* TO DO: Put every line of the rows below into a JSON list of strings, one string per line, and leave out any blank lines.

* GIVEN DATA:
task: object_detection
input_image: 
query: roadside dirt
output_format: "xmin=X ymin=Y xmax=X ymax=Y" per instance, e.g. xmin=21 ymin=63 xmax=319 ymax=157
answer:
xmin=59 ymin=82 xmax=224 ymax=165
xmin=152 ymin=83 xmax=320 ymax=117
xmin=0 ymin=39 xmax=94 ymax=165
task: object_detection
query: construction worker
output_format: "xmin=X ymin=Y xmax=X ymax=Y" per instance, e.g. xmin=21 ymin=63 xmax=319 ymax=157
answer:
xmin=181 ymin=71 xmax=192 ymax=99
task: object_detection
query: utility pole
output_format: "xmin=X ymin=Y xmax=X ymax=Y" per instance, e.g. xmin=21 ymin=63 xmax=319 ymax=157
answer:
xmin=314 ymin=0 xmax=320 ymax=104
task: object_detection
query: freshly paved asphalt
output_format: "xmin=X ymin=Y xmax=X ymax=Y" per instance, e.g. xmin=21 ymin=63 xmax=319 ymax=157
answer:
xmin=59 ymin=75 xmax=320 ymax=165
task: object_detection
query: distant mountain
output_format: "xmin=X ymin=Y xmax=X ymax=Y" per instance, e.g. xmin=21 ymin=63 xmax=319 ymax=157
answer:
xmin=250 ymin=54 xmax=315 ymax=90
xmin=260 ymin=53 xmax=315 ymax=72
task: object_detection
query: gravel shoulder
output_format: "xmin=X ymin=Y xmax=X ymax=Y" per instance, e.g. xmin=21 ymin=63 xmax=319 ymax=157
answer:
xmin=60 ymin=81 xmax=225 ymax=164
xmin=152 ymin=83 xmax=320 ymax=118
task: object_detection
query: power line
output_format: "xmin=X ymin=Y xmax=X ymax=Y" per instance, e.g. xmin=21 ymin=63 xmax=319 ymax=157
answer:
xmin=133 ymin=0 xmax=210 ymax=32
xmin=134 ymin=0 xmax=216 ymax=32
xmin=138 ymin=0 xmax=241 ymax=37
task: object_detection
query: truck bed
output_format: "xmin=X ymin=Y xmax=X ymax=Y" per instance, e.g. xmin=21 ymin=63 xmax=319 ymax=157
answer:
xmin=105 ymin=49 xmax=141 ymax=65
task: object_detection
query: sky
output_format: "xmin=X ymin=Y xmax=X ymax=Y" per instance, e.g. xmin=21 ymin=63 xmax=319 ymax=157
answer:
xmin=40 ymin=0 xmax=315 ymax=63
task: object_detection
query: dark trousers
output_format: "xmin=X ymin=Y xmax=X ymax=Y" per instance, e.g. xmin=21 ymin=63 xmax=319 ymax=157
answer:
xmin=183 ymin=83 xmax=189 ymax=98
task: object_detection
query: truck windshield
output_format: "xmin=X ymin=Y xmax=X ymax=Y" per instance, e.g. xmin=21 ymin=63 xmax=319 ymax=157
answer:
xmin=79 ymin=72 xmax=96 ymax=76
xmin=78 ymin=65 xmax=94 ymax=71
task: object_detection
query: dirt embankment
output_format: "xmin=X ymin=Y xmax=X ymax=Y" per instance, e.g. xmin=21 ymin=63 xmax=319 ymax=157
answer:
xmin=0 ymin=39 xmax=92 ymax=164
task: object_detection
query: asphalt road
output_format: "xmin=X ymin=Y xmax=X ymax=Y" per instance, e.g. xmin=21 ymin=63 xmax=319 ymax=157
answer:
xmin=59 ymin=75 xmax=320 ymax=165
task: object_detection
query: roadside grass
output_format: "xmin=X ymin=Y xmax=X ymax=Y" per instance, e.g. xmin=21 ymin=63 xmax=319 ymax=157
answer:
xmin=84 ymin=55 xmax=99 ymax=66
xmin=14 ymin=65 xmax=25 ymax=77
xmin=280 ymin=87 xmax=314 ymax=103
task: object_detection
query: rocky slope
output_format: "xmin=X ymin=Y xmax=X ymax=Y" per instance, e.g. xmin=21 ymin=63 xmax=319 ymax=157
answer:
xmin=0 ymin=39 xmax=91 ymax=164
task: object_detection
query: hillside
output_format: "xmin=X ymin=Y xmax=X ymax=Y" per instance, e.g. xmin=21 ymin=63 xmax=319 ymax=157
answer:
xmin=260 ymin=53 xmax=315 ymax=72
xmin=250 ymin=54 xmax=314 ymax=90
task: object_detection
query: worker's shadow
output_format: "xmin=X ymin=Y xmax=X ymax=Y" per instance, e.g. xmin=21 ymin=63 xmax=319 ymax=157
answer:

* ANSWER TO THE PROBLEM:
[
  "task: object_detection",
  "input_image: ",
  "query: roadside dirt",
  "output_format: \"xmin=X ymin=Y xmax=X ymax=Y\" per instance, e.g. xmin=21 ymin=63 xmax=319 ymax=157",
  "answer:",
  "xmin=59 ymin=82 xmax=224 ymax=165",
  "xmin=152 ymin=83 xmax=320 ymax=117",
  "xmin=0 ymin=39 xmax=94 ymax=165",
  "task: object_detection",
  "query: construction worker",
  "output_format: \"xmin=X ymin=Y xmax=X ymax=Y\" per instance, e.g. xmin=21 ymin=63 xmax=319 ymax=157",
  "answer:",
  "xmin=181 ymin=71 xmax=192 ymax=99",
  "task: object_detection",
  "query: utility pole",
  "output_format: \"xmin=X ymin=Y xmax=X ymax=Y\" per instance, e.g. xmin=21 ymin=63 xmax=319 ymax=157",
  "answer:",
  "xmin=314 ymin=0 xmax=320 ymax=104",
  "task: object_detection",
  "query: freshly paved asphalt",
  "output_format: \"xmin=X ymin=Y xmax=X ymax=Y\" per instance, e.g. xmin=21 ymin=63 xmax=319 ymax=157",
  "answer:",
  "xmin=59 ymin=75 xmax=320 ymax=165",
  "task: object_detection",
  "query: distant mountain",
  "output_format: \"xmin=X ymin=Y xmax=X ymax=Y\" per instance, e.g. xmin=21 ymin=63 xmax=319 ymax=157",
  "answer:",
  "xmin=250 ymin=54 xmax=315 ymax=90",
  "xmin=260 ymin=53 xmax=315 ymax=72",
  "task: object_detection",
  "query: gravel shoulder",
  "output_format: \"xmin=X ymin=Y xmax=X ymax=Y\" per instance, e.g. xmin=21 ymin=63 xmax=319 ymax=157",
  "answer:",
  "xmin=60 ymin=81 xmax=225 ymax=164",
  "xmin=152 ymin=83 xmax=320 ymax=118",
  "task: object_detection",
  "query: power line",
  "output_format: \"xmin=X ymin=Y xmax=X ymax=Y\" per instance, e.g. xmin=21 ymin=63 xmax=319 ymax=157",
  "answer:",
  "xmin=133 ymin=0 xmax=210 ymax=32",
  "xmin=134 ymin=0 xmax=216 ymax=32",
  "xmin=138 ymin=0 xmax=241 ymax=37",
  "task: object_detection",
  "query: truck bed",
  "output_format: \"xmin=X ymin=Y xmax=X ymax=Y\" per instance, e.g. xmin=21 ymin=63 xmax=319 ymax=157",
  "answer:",
  "xmin=105 ymin=49 xmax=141 ymax=65",
  "task: object_detection",
  "query: sky",
  "output_format: \"xmin=X ymin=Y xmax=X ymax=Y\" per instance, e.g. xmin=21 ymin=63 xmax=319 ymax=157",
  "answer:",
  "xmin=40 ymin=0 xmax=315 ymax=63",
  "task: object_detection",
  "query: dark trousers",
  "output_format: \"xmin=X ymin=Y xmax=X ymax=Y\" per instance, e.g. xmin=21 ymin=63 xmax=319 ymax=157",
  "answer:",
  "xmin=183 ymin=83 xmax=189 ymax=98",
  "task: object_detection",
  "query: truck windshield",
  "output_format: \"xmin=X ymin=Y xmax=X ymax=Y\" per instance, e.g. xmin=21 ymin=63 xmax=319 ymax=157",
  "answer:",
  "xmin=79 ymin=72 xmax=96 ymax=76",
  "xmin=78 ymin=65 xmax=94 ymax=71",
  "task: object_detection",
  "query: dirt embankment",
  "output_format: \"xmin=X ymin=Y xmax=X ymax=Y\" per instance, e.g. xmin=21 ymin=63 xmax=319 ymax=157",
  "answer:",
  "xmin=0 ymin=39 xmax=92 ymax=164",
  "task: object_detection",
  "query: asphalt road",
  "output_format: \"xmin=X ymin=Y xmax=X ymax=Y\" per instance, e.g. xmin=21 ymin=63 xmax=319 ymax=157",
  "answer:",
  "xmin=59 ymin=75 xmax=320 ymax=165",
  "task: object_detection",
  "query: roadside grass",
  "output_format: \"xmin=X ymin=Y xmax=X ymax=Y\" per instance, e.g. xmin=21 ymin=63 xmax=319 ymax=157",
  "answer:",
  "xmin=84 ymin=55 xmax=99 ymax=66",
  "xmin=14 ymin=65 xmax=25 ymax=77",
  "xmin=280 ymin=87 xmax=314 ymax=103",
  "task: object_detection",
  "query: rocky slope",
  "output_format: \"xmin=X ymin=Y xmax=X ymax=Y\" per instance, e.g. xmin=21 ymin=63 xmax=319 ymax=157",
  "answer:",
  "xmin=0 ymin=39 xmax=91 ymax=164",
  "task: object_detection",
  "query: hillside",
  "output_format: \"xmin=X ymin=Y xmax=X ymax=Y\" per instance, e.g. xmin=21 ymin=63 xmax=319 ymax=157",
  "answer:",
  "xmin=260 ymin=53 xmax=315 ymax=72",
  "xmin=250 ymin=54 xmax=314 ymax=90",
  "task: object_detection",
  "query: worker's shadow",
  "output_format: \"xmin=X ymin=Y xmax=X ymax=Y\" per instance, e.g. xmin=21 ymin=63 xmax=319 ymax=157",
  "answer:"
]